[RECORDS FOR THIS TASK]
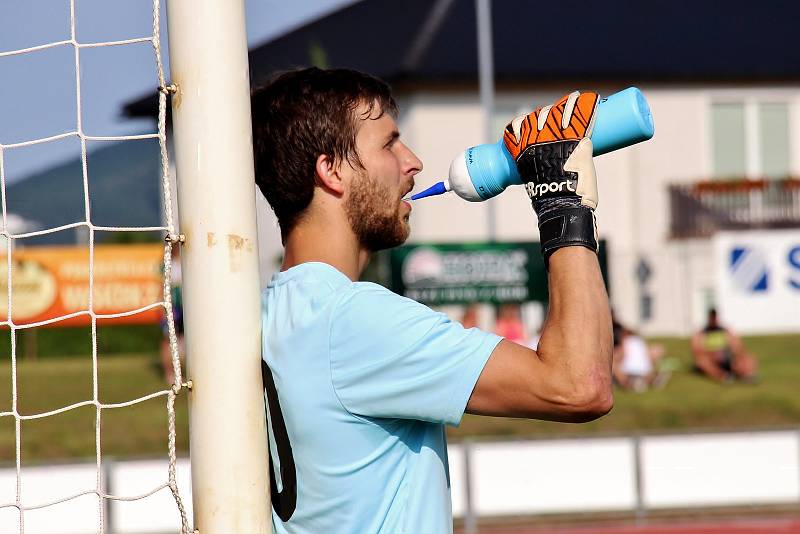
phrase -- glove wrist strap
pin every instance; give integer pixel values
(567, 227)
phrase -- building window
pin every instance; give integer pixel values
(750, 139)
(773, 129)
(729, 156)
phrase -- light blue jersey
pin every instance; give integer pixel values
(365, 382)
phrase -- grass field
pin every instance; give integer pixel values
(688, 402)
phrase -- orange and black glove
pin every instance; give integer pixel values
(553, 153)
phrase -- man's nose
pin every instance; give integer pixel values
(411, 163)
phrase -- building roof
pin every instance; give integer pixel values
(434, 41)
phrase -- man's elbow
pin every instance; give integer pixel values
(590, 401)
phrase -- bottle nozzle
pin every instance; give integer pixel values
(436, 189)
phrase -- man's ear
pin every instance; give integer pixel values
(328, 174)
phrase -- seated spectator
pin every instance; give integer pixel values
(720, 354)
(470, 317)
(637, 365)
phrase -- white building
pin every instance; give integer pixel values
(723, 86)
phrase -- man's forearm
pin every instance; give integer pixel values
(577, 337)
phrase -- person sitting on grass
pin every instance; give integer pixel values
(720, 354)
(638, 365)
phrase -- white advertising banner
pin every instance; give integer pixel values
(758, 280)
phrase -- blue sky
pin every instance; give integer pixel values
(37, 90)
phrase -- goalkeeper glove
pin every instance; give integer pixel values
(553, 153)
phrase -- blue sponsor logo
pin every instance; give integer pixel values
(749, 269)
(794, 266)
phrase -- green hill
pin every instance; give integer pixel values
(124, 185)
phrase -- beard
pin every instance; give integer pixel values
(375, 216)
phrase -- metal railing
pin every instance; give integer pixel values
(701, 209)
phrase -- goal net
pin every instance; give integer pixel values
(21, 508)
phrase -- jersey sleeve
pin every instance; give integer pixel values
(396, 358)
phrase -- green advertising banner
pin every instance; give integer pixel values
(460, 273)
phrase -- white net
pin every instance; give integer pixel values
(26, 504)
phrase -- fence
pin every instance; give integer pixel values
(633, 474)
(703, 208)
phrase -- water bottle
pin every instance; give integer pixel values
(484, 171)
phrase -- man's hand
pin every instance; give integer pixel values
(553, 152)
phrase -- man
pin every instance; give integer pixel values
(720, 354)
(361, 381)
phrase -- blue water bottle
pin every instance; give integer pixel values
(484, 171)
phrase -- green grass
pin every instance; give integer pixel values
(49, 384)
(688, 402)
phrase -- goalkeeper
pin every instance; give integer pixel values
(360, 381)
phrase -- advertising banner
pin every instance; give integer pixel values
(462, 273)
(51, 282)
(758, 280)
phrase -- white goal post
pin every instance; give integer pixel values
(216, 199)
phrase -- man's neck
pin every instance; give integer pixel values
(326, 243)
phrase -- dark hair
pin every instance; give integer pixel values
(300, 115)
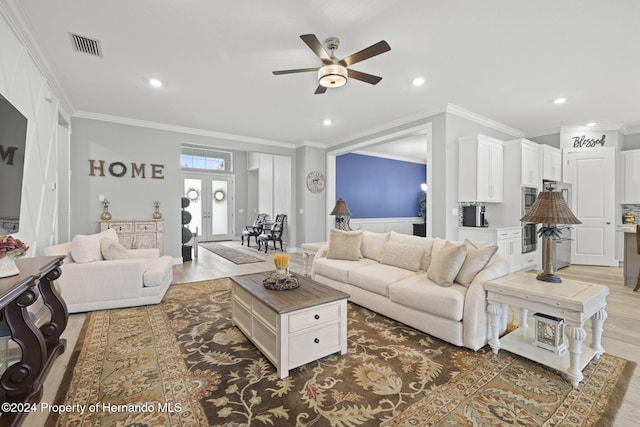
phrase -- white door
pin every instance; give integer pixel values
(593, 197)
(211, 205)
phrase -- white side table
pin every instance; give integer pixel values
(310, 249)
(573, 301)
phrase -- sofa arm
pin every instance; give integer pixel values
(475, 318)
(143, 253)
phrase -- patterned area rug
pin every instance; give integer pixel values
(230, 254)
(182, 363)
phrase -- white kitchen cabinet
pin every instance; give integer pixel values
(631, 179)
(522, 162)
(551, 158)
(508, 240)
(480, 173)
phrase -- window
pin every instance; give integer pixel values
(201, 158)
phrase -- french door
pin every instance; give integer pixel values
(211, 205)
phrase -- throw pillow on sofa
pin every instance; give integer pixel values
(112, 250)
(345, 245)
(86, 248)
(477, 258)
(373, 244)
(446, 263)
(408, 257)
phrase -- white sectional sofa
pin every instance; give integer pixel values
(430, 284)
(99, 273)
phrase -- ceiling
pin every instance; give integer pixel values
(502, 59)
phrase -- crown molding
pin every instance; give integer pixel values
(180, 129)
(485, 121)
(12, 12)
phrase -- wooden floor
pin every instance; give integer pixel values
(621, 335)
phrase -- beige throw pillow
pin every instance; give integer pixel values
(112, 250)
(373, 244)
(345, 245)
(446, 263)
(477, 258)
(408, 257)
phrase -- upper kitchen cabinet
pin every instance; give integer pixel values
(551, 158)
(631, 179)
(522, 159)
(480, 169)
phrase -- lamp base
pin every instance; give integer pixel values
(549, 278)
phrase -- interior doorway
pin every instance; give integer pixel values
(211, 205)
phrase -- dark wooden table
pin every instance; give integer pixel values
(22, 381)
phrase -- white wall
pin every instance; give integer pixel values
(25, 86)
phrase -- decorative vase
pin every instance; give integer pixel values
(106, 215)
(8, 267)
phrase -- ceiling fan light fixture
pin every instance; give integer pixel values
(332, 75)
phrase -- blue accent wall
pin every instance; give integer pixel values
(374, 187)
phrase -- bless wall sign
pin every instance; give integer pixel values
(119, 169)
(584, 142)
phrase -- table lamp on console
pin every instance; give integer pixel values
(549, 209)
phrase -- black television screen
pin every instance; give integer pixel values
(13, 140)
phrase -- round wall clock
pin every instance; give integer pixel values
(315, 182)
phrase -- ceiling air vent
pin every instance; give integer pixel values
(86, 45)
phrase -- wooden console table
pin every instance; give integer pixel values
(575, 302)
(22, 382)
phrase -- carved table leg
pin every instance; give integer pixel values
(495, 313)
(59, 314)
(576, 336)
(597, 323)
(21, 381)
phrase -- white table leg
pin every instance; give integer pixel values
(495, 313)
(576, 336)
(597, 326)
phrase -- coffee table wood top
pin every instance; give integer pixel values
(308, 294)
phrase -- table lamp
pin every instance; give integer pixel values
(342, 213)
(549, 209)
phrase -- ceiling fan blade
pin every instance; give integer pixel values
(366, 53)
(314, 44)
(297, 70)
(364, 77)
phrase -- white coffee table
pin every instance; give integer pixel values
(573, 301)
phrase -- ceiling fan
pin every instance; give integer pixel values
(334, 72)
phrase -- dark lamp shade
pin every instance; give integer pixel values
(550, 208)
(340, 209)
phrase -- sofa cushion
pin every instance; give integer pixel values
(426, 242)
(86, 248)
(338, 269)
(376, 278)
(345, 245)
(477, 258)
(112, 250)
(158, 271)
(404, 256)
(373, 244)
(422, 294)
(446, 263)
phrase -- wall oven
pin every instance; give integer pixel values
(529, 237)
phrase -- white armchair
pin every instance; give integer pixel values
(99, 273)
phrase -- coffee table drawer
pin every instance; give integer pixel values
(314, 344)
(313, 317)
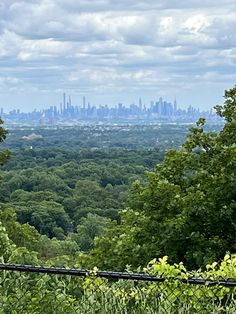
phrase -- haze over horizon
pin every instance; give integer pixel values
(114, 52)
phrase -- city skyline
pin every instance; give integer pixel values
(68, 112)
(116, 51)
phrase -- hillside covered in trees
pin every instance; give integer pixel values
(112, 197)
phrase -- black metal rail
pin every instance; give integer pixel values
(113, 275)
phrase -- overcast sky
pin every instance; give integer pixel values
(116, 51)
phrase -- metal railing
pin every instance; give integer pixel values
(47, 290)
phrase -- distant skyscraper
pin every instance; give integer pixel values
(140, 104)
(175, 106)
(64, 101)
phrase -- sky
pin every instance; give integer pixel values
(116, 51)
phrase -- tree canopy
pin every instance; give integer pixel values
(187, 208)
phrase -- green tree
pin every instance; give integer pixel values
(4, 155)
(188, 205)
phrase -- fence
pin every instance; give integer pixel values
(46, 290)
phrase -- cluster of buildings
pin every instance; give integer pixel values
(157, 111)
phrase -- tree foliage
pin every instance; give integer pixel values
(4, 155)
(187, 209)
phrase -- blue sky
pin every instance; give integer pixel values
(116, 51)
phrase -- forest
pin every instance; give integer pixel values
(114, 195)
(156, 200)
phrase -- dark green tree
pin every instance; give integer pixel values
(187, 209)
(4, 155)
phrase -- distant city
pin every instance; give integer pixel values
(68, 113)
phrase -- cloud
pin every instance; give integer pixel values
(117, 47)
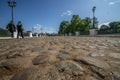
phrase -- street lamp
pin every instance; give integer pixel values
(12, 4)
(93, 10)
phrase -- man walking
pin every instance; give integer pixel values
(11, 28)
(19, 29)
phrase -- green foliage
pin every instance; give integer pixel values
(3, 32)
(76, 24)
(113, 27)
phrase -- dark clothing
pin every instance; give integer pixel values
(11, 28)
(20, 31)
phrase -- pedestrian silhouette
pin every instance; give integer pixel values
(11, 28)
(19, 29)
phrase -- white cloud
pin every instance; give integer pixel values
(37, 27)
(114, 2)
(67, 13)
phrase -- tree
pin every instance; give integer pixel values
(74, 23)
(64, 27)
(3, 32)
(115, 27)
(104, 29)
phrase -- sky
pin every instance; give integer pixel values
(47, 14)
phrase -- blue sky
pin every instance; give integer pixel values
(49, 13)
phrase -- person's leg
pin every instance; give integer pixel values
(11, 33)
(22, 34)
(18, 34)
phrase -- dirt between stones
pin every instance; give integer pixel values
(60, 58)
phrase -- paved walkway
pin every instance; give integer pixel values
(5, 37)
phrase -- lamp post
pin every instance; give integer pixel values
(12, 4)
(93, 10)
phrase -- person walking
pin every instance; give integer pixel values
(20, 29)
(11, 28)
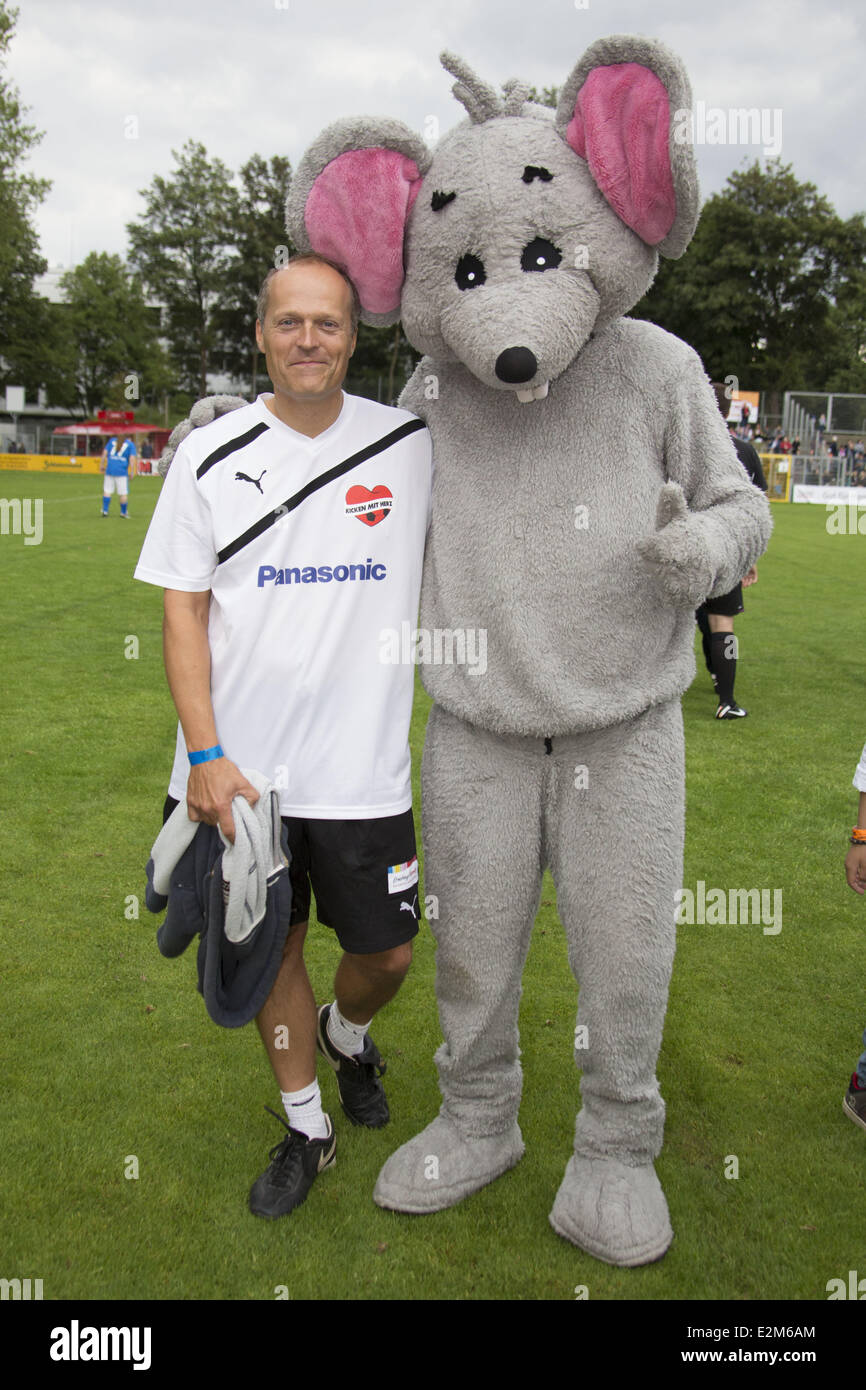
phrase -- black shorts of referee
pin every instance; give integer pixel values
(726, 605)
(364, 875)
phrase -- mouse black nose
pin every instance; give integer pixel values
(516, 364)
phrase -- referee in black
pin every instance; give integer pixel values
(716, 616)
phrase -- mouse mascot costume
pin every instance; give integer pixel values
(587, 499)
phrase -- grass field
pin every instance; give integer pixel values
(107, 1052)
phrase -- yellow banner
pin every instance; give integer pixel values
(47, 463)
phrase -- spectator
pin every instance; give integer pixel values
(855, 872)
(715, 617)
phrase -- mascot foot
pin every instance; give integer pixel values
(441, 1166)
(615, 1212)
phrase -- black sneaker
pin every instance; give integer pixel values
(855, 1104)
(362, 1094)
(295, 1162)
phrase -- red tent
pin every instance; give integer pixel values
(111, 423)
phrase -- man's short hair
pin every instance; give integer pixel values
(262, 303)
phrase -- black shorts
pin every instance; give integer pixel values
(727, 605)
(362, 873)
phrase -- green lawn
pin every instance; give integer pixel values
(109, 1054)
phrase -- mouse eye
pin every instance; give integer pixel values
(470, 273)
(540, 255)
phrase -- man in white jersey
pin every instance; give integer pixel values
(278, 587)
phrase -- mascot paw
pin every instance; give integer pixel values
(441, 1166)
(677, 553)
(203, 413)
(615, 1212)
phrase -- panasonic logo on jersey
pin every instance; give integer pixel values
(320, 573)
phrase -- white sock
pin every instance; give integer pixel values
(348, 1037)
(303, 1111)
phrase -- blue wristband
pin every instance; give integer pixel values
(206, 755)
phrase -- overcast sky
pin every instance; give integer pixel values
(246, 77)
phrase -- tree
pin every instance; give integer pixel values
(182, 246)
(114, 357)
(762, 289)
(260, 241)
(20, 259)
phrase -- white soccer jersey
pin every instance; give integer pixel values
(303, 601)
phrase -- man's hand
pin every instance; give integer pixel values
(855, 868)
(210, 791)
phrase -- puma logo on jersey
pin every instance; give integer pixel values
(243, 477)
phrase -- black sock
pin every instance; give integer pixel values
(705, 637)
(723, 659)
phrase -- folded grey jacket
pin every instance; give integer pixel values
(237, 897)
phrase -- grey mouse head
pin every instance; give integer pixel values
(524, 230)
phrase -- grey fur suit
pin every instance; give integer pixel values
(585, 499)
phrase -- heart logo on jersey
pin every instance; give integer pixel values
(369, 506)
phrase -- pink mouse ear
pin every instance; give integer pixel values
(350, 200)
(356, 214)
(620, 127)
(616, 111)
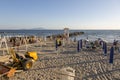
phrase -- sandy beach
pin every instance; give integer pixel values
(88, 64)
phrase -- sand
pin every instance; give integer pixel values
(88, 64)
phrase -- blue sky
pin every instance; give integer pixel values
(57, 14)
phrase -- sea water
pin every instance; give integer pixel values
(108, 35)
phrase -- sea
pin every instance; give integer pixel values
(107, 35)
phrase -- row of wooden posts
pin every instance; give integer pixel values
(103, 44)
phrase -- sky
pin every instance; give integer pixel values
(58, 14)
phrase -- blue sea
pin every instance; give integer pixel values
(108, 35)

[SHORT TASK]
From the material above, write out exactly the lines from the line with "phrase -- blue wristband" through the closing line, inclusive, and no pictures.

[FINISHED EXERCISE]
phrase -- blue wristband
pin every instance; give integer pixel values
(206, 755)
phrase -- overcast sky
pin every instance; give integer pixel values
(246, 77)
phrase -- tree
pin every instance; give integer pixel values
(182, 246)
(114, 357)
(762, 289)
(260, 241)
(20, 259)
phrase -- white soccer jersey
pin every instance; give integer pixel values
(303, 601)
phrase -- man's hand
pin every instance; give integer pixel values
(855, 868)
(210, 791)
phrase -- puma logo on jersey
pin every instance; give integer pixel values
(243, 477)
phrase -- black sock
pin every instance; give integer pixel values
(705, 637)
(723, 659)
phrase -- folded grey jacket
pin every instance; give integer pixel values
(237, 897)
phrase -- grey mouse head
pin every instance; give integer pixel values
(524, 230)
phrase -- grey fur suit
pin every instance; give integer pixel values
(585, 499)
phrase -- heart logo on jersey
pin every instance; give integer pixel values
(369, 506)
phrase -- pink mouse ear
pin every instance; give integer pixel values
(350, 200)
(356, 214)
(620, 127)
(616, 111)
phrase -- sandy beach
pin every instance; give integer pixel values
(88, 64)
phrase -- sand
pin every instance; give integer pixel values
(88, 64)
phrase -- blue sky
pin every instance; give integer pixel values
(57, 14)
phrase -- sea water
pin every instance; give integer pixel values
(108, 35)
phrase -- sea
pin every instance; give integer pixel values
(107, 35)
phrase -- row of wooden posts
pin every instance; give integer pixel values
(103, 44)
phrase -- sky
pin every instance; give integer pixel values
(58, 14)
phrase -- blue sea
pin every instance; give integer pixel values
(108, 35)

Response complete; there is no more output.